- Problem description
Output the records below line for line, with no changes.

Dataset excerpt
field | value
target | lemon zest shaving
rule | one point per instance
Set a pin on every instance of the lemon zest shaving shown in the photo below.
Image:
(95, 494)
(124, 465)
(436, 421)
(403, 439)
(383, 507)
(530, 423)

- The output
field | value
target | lemon zest shaving
rule | one point per instance
Set a pin on every instance of the lemon zest shaving shown in the photo below.
Image:
(95, 494)
(124, 465)
(436, 421)
(403, 439)
(383, 507)
(530, 423)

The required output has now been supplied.